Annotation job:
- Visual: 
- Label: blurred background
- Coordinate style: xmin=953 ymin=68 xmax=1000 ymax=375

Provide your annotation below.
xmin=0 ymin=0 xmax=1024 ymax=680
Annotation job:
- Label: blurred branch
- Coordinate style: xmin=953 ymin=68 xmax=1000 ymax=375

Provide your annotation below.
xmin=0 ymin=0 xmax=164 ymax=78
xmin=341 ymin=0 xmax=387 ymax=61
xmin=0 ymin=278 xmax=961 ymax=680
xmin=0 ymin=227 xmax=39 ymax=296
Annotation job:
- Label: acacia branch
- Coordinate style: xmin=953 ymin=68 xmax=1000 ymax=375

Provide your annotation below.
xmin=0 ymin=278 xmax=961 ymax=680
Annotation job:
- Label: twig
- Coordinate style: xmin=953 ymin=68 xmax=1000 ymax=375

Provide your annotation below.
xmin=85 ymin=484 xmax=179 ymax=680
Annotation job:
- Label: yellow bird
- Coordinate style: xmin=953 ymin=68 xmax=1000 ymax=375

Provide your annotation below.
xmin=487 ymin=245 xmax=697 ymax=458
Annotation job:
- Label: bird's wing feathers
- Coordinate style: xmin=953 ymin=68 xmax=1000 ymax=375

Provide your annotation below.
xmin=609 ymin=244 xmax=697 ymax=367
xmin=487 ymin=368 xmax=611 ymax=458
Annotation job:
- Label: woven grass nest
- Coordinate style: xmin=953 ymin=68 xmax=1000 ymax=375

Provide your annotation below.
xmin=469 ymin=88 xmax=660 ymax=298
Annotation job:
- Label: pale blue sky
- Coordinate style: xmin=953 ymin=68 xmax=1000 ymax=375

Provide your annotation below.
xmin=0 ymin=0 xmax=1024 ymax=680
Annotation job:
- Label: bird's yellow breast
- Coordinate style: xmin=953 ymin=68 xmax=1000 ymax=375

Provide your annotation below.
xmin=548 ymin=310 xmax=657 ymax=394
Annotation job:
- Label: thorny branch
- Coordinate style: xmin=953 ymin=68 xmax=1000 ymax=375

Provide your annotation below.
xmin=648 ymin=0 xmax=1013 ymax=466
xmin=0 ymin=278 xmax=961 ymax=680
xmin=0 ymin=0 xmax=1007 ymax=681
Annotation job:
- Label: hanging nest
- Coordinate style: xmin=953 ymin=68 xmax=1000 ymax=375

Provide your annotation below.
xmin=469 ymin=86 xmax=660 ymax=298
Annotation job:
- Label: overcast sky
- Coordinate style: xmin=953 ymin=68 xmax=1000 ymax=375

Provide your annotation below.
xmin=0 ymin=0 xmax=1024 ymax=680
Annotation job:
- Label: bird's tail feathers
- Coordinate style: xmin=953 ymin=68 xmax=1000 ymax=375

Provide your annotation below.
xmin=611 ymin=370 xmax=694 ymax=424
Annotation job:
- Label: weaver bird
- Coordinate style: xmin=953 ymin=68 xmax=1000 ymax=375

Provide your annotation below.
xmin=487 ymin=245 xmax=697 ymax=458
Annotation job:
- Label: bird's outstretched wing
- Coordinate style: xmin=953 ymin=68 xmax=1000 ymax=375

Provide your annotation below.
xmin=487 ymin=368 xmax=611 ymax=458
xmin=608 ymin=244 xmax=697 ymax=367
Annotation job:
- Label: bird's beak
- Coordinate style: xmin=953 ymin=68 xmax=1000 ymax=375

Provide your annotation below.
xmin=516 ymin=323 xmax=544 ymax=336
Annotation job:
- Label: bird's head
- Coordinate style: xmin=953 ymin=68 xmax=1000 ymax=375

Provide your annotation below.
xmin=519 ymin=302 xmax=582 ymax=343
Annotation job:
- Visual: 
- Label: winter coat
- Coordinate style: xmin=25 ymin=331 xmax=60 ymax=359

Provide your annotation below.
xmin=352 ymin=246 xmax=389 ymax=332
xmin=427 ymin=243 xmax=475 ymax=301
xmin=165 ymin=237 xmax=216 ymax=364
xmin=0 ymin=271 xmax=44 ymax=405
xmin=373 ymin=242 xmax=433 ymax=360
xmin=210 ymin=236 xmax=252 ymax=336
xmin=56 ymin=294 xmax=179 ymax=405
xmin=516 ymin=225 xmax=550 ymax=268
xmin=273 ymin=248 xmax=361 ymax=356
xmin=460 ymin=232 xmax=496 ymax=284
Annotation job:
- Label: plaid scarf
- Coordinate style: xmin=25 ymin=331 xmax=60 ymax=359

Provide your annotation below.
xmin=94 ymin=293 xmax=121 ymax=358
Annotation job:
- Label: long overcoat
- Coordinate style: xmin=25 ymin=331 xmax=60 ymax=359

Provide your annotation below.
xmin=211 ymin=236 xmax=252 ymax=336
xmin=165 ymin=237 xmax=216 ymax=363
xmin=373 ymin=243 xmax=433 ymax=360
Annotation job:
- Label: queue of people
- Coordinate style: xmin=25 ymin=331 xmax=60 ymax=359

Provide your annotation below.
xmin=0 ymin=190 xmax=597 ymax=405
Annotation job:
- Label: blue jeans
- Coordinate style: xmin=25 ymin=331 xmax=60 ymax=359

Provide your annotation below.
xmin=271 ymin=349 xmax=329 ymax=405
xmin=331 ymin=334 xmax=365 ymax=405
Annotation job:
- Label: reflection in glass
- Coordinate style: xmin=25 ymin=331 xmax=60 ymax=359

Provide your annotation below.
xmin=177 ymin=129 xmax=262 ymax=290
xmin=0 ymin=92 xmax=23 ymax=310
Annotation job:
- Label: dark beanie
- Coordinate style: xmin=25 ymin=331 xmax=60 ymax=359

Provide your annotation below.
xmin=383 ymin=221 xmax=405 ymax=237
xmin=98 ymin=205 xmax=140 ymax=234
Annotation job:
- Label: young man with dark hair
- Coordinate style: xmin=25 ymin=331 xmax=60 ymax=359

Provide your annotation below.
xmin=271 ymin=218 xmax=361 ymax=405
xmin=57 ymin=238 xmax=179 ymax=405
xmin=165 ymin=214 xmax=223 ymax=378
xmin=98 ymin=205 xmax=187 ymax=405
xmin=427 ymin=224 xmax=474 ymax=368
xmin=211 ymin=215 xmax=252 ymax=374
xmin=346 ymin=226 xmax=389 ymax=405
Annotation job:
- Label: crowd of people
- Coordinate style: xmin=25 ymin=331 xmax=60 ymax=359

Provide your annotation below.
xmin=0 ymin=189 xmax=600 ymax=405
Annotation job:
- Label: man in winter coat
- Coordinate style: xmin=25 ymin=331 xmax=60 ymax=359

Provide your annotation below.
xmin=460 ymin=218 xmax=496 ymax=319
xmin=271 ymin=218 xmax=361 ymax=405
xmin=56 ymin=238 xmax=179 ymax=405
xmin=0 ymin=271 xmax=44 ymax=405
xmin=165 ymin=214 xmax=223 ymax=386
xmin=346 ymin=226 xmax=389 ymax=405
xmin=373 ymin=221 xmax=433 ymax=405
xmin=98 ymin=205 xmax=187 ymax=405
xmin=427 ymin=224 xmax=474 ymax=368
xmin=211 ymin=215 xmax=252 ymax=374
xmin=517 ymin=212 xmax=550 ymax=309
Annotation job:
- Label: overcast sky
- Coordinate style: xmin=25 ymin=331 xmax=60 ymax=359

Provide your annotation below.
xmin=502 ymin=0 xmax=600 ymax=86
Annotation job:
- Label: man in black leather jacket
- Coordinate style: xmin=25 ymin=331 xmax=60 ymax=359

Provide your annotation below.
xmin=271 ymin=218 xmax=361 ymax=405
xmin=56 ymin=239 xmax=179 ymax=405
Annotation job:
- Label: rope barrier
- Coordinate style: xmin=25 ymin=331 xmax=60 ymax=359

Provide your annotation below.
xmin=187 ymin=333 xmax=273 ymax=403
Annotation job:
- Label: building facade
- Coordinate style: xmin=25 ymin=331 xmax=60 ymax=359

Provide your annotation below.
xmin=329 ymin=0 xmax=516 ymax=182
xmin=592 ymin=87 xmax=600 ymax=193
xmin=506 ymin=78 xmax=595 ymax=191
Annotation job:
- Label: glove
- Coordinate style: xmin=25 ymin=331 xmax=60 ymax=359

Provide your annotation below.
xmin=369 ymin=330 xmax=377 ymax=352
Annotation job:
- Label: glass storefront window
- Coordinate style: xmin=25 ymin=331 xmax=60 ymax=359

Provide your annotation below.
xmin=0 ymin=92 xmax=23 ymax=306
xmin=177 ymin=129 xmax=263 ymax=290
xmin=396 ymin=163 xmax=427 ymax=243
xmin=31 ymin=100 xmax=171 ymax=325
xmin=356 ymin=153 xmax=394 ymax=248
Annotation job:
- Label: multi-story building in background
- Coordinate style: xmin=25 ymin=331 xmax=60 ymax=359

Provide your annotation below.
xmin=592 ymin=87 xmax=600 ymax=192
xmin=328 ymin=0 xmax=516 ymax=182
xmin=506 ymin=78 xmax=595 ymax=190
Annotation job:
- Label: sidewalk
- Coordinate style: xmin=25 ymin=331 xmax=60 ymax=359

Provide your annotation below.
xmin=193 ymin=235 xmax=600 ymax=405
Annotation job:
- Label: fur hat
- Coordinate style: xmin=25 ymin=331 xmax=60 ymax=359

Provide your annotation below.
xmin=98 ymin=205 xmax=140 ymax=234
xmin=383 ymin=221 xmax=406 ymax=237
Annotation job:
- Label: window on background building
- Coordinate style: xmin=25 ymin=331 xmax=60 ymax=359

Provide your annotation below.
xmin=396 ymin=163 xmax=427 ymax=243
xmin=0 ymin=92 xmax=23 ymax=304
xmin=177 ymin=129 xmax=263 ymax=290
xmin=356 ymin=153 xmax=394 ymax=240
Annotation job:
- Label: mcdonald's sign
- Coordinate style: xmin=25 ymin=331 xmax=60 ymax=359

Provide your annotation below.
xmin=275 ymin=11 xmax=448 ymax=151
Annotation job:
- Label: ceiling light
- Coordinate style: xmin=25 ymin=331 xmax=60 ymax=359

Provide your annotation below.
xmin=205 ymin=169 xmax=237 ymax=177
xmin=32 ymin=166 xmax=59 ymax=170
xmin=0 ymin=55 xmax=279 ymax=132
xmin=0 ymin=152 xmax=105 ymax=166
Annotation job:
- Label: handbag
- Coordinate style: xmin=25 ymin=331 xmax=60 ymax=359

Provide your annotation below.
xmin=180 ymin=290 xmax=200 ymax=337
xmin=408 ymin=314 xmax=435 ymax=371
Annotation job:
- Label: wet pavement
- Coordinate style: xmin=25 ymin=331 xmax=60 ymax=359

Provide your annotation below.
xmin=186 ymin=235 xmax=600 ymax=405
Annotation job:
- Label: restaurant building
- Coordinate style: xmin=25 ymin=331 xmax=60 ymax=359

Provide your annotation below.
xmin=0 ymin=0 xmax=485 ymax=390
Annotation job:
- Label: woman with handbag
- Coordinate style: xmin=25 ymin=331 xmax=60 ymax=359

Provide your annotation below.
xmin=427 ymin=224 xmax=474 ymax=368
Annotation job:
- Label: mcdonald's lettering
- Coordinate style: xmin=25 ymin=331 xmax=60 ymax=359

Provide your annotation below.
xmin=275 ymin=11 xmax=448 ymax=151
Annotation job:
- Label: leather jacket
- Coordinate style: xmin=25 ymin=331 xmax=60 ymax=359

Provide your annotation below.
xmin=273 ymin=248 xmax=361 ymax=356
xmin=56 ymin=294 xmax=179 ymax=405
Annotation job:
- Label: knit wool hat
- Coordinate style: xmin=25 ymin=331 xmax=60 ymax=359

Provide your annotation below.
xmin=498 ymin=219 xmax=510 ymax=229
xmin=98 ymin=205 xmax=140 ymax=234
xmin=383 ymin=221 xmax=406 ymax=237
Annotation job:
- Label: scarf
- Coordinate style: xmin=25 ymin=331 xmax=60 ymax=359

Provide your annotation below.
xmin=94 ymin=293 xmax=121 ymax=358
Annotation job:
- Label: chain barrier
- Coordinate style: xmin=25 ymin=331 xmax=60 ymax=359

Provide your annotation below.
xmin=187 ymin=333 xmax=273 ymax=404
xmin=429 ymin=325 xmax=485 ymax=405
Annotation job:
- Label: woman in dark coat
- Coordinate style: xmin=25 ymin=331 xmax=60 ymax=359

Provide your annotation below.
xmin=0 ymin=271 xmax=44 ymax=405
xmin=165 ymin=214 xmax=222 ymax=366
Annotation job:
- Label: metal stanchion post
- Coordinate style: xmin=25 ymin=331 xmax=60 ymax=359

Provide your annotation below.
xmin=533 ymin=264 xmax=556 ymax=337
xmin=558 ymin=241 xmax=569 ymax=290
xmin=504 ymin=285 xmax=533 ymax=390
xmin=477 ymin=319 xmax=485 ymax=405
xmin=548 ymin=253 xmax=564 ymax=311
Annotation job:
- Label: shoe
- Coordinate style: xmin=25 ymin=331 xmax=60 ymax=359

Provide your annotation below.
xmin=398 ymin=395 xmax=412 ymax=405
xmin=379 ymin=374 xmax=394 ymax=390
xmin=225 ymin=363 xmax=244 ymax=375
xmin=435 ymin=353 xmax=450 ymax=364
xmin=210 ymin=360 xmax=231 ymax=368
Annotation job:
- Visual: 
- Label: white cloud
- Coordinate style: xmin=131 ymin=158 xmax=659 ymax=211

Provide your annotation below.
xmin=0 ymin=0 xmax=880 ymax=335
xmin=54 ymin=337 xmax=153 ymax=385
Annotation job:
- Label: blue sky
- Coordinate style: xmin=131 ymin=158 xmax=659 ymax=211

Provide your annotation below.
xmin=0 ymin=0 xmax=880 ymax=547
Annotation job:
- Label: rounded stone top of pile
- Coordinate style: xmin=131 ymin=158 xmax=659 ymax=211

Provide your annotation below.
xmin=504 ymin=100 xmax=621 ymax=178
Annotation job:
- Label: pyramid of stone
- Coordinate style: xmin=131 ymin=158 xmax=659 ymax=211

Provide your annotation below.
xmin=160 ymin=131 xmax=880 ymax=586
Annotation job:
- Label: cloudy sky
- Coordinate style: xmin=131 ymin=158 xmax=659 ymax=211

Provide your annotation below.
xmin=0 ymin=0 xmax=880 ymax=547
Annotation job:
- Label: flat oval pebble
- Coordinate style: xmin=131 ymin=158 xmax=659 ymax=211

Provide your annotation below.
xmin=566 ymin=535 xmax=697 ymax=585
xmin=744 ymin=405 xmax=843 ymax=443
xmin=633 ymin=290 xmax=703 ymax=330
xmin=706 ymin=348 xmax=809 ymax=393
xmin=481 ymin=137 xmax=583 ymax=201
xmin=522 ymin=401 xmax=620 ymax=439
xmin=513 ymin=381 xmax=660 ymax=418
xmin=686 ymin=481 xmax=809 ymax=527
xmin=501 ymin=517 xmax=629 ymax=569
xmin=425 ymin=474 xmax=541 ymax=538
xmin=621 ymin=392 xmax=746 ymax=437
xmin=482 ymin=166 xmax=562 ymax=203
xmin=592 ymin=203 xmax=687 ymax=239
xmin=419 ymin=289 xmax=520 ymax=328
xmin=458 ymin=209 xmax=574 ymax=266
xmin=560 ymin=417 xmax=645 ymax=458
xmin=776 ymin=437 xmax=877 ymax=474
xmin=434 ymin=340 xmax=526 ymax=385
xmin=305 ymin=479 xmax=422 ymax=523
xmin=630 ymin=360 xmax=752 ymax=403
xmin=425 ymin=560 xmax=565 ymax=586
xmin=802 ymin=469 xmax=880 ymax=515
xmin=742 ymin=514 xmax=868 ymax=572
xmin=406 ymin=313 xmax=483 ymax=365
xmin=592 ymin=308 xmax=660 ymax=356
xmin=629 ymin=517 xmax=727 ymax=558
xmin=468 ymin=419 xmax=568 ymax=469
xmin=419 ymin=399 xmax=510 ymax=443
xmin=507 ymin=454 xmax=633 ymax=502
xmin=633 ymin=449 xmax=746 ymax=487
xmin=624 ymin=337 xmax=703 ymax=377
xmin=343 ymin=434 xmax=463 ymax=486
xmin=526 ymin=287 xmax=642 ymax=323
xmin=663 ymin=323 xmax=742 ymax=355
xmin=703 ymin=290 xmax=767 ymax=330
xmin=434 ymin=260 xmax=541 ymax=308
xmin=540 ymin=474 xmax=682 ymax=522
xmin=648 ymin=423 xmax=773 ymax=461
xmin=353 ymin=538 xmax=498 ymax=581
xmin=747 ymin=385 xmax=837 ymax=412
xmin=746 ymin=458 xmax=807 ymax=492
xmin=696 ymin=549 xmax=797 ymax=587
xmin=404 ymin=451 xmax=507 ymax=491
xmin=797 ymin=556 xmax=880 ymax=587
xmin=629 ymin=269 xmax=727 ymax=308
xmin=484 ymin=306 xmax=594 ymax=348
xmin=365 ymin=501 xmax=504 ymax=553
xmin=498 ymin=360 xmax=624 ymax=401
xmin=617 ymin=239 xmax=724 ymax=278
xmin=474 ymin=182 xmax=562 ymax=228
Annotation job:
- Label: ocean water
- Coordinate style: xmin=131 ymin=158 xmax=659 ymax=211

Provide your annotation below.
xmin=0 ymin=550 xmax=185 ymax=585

----

• _The task_:
Pick out every line in the material above that contains the word "with" and copy each one out, treating uppercase and lowercase as different.

• _Answer for this exercise_:
- Label: young man with dark hair
- Label: woman with handbag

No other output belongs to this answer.